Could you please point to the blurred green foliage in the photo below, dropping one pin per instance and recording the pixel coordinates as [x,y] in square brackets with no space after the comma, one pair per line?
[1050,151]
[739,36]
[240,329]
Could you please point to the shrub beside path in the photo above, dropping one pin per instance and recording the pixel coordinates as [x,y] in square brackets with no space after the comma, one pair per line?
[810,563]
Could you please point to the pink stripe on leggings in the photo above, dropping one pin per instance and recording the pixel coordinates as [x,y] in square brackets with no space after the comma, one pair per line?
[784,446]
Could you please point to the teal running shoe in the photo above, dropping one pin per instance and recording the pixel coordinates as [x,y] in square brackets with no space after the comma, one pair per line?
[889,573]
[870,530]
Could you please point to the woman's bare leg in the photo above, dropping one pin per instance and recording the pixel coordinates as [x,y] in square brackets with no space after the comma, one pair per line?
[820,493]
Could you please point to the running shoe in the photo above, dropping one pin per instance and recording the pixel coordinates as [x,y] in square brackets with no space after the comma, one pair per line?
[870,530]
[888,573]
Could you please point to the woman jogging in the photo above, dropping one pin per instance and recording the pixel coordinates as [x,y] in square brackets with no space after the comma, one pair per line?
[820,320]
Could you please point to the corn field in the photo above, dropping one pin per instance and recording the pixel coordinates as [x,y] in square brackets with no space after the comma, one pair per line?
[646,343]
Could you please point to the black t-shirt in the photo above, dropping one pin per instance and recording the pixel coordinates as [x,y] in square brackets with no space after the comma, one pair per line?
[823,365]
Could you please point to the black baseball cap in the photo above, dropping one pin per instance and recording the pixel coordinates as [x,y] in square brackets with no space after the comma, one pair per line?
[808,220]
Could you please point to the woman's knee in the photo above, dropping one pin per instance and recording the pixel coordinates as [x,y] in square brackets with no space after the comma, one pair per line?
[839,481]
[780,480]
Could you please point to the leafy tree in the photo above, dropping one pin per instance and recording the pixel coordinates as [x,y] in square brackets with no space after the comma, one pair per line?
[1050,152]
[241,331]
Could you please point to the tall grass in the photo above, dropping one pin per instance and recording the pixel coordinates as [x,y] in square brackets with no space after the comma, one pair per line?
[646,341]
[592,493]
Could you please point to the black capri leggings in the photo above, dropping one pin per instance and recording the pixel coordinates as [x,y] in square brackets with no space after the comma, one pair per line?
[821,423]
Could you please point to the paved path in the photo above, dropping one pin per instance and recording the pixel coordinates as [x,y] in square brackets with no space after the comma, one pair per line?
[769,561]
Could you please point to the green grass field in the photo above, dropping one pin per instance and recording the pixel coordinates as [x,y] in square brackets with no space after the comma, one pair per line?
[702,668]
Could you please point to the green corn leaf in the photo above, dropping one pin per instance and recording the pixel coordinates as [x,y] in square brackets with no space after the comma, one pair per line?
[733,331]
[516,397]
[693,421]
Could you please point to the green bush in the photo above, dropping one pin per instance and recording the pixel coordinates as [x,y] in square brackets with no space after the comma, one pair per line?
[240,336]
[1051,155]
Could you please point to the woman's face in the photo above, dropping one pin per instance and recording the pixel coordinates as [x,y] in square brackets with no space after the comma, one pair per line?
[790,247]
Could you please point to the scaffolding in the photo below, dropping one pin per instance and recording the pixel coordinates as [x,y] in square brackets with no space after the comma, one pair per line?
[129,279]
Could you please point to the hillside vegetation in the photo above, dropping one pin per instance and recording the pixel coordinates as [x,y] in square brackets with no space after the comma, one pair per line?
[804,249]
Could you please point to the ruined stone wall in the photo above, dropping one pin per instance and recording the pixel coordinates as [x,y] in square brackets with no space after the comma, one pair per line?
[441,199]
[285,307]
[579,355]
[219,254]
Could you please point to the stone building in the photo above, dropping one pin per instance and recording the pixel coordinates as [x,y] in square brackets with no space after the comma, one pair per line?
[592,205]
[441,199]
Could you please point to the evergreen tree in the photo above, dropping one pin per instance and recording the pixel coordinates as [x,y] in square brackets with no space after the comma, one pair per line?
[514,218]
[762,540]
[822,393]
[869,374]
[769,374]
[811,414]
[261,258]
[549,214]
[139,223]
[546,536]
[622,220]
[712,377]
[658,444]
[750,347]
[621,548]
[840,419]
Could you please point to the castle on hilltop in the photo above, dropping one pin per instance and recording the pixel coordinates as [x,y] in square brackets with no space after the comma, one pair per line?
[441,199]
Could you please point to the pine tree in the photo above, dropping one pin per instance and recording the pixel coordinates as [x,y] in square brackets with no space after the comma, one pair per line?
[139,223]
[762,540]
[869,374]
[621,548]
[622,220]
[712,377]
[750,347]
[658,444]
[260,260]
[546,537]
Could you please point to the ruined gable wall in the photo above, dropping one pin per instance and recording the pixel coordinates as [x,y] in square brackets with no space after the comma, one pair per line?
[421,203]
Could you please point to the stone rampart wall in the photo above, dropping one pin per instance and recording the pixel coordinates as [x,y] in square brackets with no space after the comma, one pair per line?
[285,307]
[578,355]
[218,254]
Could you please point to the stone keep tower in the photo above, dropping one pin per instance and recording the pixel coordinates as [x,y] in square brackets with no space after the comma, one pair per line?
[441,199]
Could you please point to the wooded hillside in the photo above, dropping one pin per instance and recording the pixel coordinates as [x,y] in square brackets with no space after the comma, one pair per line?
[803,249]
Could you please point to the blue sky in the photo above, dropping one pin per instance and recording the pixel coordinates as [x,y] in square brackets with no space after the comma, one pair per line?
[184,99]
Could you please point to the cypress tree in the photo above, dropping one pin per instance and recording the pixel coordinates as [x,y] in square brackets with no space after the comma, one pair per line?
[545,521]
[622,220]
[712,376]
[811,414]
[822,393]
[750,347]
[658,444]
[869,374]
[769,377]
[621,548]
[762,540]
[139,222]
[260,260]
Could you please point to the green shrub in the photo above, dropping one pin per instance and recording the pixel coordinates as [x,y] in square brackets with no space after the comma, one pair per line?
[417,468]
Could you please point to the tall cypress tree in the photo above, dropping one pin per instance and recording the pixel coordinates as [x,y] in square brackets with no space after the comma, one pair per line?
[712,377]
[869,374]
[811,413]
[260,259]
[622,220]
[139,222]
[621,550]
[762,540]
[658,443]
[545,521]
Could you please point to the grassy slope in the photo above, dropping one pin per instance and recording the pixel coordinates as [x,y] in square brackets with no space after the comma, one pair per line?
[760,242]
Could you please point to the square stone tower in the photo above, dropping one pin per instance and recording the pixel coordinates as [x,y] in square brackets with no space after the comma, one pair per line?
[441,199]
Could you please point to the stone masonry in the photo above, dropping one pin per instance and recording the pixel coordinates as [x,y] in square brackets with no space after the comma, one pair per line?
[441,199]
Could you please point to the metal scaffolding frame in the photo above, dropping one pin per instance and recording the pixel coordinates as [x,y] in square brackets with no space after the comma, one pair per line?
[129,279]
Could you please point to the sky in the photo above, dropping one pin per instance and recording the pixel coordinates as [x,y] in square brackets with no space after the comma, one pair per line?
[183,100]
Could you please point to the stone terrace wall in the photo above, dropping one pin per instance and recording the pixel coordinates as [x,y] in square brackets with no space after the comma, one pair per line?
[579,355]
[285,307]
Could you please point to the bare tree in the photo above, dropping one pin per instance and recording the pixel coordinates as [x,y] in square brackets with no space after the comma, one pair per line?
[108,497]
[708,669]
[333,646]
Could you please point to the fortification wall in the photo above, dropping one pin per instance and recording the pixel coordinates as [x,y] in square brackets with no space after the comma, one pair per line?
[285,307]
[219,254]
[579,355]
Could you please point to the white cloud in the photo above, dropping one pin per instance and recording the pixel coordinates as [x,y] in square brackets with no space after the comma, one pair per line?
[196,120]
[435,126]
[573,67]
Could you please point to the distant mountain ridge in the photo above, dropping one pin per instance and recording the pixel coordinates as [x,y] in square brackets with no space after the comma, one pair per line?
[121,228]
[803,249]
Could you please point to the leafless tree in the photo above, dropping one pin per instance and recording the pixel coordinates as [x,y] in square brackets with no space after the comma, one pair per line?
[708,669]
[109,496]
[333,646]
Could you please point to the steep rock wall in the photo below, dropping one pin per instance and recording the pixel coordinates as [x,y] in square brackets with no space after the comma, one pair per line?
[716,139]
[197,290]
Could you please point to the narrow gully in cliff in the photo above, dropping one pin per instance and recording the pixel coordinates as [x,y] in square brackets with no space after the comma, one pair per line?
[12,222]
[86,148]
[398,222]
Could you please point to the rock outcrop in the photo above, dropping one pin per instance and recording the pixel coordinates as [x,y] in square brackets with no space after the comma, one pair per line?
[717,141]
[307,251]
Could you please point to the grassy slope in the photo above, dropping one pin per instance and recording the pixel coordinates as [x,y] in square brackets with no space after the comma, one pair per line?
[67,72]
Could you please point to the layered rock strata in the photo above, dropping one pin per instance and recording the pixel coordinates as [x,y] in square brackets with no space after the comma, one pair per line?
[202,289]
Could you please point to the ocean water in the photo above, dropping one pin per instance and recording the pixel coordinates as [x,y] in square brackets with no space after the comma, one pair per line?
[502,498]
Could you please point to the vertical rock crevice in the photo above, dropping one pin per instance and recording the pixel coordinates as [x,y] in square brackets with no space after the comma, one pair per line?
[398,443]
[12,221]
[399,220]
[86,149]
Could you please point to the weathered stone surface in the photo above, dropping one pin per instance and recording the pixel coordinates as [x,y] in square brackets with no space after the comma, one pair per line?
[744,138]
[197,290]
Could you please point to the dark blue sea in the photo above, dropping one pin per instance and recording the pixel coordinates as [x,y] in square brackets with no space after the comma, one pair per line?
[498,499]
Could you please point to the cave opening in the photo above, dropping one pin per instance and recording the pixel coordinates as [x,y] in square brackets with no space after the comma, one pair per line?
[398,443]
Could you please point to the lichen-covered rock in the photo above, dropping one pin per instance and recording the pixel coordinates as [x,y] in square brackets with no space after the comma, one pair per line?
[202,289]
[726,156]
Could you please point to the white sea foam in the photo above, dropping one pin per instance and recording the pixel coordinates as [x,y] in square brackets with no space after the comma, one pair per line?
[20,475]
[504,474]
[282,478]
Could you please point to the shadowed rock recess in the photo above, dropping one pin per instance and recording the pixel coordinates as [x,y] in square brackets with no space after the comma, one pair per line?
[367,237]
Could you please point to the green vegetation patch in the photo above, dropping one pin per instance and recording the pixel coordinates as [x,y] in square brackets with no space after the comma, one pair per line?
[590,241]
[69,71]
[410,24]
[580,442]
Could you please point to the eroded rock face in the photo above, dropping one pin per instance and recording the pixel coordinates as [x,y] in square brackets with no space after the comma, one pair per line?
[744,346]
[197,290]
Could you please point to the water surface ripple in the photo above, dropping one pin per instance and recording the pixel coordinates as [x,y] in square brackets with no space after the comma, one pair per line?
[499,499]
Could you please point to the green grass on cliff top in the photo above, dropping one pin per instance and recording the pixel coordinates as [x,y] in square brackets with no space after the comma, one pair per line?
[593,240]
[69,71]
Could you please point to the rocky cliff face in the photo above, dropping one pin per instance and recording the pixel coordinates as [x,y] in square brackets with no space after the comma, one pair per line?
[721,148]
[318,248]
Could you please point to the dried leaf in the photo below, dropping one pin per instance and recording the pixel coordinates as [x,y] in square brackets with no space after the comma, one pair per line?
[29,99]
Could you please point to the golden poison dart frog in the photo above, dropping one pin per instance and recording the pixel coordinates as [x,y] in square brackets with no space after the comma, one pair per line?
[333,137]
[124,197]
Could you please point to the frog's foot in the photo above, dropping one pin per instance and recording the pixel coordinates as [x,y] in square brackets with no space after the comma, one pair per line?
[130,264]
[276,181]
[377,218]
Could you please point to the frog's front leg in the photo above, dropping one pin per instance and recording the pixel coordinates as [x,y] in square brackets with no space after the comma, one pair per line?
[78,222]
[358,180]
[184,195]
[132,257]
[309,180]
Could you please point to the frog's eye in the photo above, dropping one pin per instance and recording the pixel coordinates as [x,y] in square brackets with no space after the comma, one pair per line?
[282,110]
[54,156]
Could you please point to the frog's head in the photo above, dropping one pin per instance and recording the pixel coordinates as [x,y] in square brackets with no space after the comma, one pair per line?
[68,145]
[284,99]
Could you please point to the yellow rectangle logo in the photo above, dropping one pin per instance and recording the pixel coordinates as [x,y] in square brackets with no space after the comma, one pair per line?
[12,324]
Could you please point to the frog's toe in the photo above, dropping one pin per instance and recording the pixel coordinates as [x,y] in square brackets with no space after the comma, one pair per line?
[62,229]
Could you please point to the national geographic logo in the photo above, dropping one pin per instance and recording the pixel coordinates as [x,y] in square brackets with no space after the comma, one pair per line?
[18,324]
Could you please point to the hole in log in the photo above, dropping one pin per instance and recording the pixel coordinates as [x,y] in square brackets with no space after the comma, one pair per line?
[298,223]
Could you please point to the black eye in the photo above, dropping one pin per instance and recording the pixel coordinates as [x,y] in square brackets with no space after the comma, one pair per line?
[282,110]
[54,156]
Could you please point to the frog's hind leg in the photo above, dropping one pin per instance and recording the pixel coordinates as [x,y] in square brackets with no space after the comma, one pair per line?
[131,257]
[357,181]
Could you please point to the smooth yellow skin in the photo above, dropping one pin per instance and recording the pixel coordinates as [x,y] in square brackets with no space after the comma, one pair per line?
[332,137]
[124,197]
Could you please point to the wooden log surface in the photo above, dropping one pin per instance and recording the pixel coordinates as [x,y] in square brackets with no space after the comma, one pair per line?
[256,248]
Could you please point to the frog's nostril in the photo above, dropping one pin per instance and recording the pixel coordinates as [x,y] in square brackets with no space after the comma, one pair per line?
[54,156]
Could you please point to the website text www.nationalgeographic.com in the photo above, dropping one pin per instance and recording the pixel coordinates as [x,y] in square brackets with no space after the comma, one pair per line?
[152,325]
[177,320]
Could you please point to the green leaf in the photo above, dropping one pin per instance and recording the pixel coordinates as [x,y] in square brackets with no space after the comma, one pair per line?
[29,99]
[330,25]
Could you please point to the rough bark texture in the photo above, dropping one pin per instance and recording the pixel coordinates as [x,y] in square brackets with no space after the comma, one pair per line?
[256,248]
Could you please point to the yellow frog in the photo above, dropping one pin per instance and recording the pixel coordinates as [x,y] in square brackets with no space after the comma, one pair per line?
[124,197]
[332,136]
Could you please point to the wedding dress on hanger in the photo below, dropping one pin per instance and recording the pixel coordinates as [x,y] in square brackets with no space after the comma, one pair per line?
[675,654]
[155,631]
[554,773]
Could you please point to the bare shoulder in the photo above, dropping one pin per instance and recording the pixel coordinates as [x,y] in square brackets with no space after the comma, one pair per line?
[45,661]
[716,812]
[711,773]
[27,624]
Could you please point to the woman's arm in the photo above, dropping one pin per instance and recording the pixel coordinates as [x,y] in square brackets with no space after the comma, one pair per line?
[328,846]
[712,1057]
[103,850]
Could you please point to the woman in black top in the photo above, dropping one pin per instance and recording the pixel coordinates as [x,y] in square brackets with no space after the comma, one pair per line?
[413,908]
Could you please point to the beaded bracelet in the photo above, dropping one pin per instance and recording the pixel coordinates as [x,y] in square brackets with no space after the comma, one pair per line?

========

YOUR TASK:
Only the lines from the one with "Could you please point to the rough" through the last line of the material above are to be duplicated, exactly and with both ends kept.

SOLUTION TO THIS TASK:
Could you please point to the rough bark texture in the photo above, dropping one pin per instance and recording the pixel coordinates as [x,y] in square brackets with no space after the comma, one pair per line?
[256,248]
Could you please point to the yellow frog in the photo above, dropping one pin per instance and recording the pixel coordinates as [x,y] in square brackets with no space after the comma, one pair per line?
[124,197]
[332,136]
Could you please point to the wedding dress on hanger in the photo below, dropping one pin per instance and recording the pixel coordinates as [x,y] in square brackets with no space after the comma, one pair per line?
[675,654]
[155,631]
[554,773]
Could you please point to the bare shoulder in the photo above, dropping one pin per instance and recording the pixel coordinates as [x,y] in square brackets with no space after the comma, one pair per line?
[45,661]
[716,812]
[711,773]
[27,624]
Could you please point to the woman's arm in the photo above, dropping one pin per instance and recording the pixel coordinates as [x,y] in square brackets with no space after the comma, one pair per line?
[328,846]
[712,1057]
[103,850]
Could you please point to the woman in black top in the photo above, dropping one pin per instance and recording the pixel coordinates as [x,y] in square brackets with no space after the comma, one pair per line?
[413,908]
Could you please point to the beaded bracelet in the photo above, dropping one pin per instance and recording the pixel coordinates as [x,y] in square brackets with no space after the comma, one pair per line?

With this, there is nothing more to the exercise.